Look, there are a lot of comics out there. Too many. We can never hope to have in-depth conversations about all of them. But, we sure can round up some of the more noteworthy titles we didn’t get around to from the week. Today, we discuss Batman and Robin Eternal 16, Robin: Son of Batman 8, American Monster 1, Wolf 5, Star Wars 15, and Judge Dredd 2.
Batman and Robin Eternal 16
Michael: I have “hate watched” TV shows before – it’s a destructive self-fulfilling prophetic experience that I don’t really recommend (unless you’re looking for more negativity in your life). I don’t think Batman and Robin Eternal is quite at the level where I’m “hate reading it,” because amid the cliché over-the-top drama there are ideas and characters I like present in it.
I think Jason Todd as a character is rife with potential, but I’ve yet to see anyone tap into it. Instead, writers characterize him as the bad boy Robin who is most famous for being beaten and killed by the Joker. Guess what character element of Jason’s the creative team decides to play with in Batman and Robin Eternal 16? If you guessed his death at the hands of the Joker, finish your drink. Joker killing Jason is of course an important moment – it’s a scary moment for the fictional world of Batman and a scarier moment for DC Comics publishing standards – but still essential.

**Exercise A:** Find every line in the entries that contains the string "patch" and copy each of those lines.

**Given data:**
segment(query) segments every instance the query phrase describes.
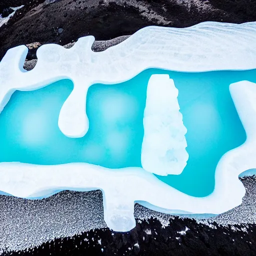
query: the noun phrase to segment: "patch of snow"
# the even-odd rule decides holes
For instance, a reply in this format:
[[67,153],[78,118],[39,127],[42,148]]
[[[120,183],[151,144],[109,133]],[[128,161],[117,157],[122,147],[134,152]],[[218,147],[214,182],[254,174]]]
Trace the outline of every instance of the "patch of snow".
[[18,9],[22,8],[24,6],[19,6],[18,7],[10,7],[10,8],[14,10],[14,12],[12,12],[12,14],[10,14],[7,17],[2,18],[0,16],[0,28],[4,24],[6,24],[7,22],[8,22],[8,20],[9,20],[10,18],[14,14],[16,11]]
[[[256,22],[254,22],[240,24],[206,22],[184,28],[147,27],[98,52],[92,50],[94,40],[91,36],[82,38],[70,49],[52,44],[42,46],[38,50],[36,66],[26,72],[22,66],[28,48],[22,46],[10,49],[0,62],[0,111],[16,90],[33,90],[70,78],[74,88],[60,110],[58,126],[66,136],[79,138],[88,128],[84,107],[88,89],[94,84],[121,82],[150,68],[180,72],[256,68]],[[238,175],[256,167],[256,120],[251,118],[256,114],[256,87],[255,84],[246,81],[230,86],[247,139],[222,156],[216,170],[214,190],[208,196],[184,194],[142,168],[124,168],[117,172],[82,163],[58,166],[0,163],[0,190],[38,198],[52,194],[60,188],[80,191],[100,188],[104,192],[106,222],[117,231],[135,226],[134,202],[166,213],[226,212],[240,204],[245,194]]]

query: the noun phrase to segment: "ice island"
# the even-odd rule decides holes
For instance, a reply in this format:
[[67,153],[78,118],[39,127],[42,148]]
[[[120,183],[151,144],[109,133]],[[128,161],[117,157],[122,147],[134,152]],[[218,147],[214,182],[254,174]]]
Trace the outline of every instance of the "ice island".
[[238,175],[256,168],[256,22],[149,26],[99,52],[94,40],[44,45],[28,72],[24,46],[0,62],[0,190],[100,189],[121,232],[135,226],[135,202],[175,214],[239,205]]

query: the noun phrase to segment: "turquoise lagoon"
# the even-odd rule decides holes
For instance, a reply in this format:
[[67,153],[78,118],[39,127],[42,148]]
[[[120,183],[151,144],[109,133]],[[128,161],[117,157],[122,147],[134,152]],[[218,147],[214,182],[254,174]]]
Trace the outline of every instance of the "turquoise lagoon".
[[16,91],[0,114],[0,162],[141,167],[146,86],[157,74],[168,74],[178,90],[189,159],[181,174],[156,176],[188,194],[208,195],[222,156],[246,139],[229,85],[256,82],[256,70],[187,73],[150,69],[121,84],[93,85],[86,101],[90,128],[80,138],[66,136],[58,127],[60,111],[72,90],[70,80]]

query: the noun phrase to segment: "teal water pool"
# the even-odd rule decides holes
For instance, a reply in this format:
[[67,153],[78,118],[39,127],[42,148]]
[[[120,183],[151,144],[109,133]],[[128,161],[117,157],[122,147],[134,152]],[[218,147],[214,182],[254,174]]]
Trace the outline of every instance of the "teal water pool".
[[120,84],[94,85],[86,102],[90,128],[80,138],[66,136],[58,127],[60,111],[72,89],[70,80],[16,91],[0,114],[0,162],[141,166],[146,86],[156,74],[168,74],[178,90],[189,154],[181,174],[157,177],[191,196],[209,194],[221,156],[246,138],[229,85],[256,82],[255,70],[185,73],[151,69]]

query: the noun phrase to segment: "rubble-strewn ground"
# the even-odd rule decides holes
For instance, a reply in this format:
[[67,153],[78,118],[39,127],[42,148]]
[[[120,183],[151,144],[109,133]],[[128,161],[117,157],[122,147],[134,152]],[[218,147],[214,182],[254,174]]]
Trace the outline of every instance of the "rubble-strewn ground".
[[[8,48],[28,45],[27,70],[36,63],[38,48],[46,43],[70,47],[92,34],[98,40],[92,50],[100,51],[150,25],[256,20],[256,0],[2,0],[0,14],[8,16],[10,7],[22,4],[0,28],[0,60]],[[98,42],[117,36],[122,37]],[[1,196],[0,254],[254,256],[256,180],[241,180],[246,189],[242,204],[226,212],[195,220],[136,204],[136,226],[124,234],[106,228],[98,190],[62,192],[40,200]]]
[[110,256],[255,255],[256,178],[241,180],[242,203],[226,212],[196,220],[136,204],[136,226],[124,234],[107,228],[100,190],[65,191],[42,200],[1,196],[0,250],[8,246],[3,255],[97,255],[102,248]]
[[0,60],[10,48],[34,42],[66,44],[93,35],[108,40],[150,25],[182,28],[204,21],[256,20],[255,0],[4,0],[24,6],[0,28]]

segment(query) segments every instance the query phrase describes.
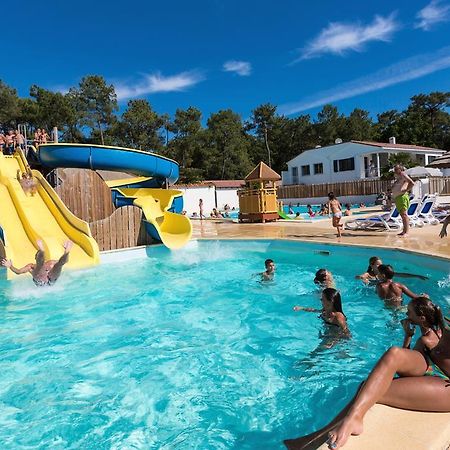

**Exercise B:** In the comics roundup, begin at the words "Look, there are" and stop after "Judge Dredd 2.". Rewrite that span with "noteworthy" swapped for "notable".

**Written response A:**
query: the noun phrase to segment: "patch of snow"
Trace the outline of every instance of the "patch of snow".

**Written response B:**
Look, there are a lot of comics out there. Too many. We can never hope to have in-depth conversations about all of them. But, we sure can round up some of the more notable titles we didn’t get around to from the week. Today, we discuss Batman and Robin Eternal 16, Robin: Son of Batman 8, American Monster 1, Wolf 5, Star Wars 15, and Judge Dredd 2.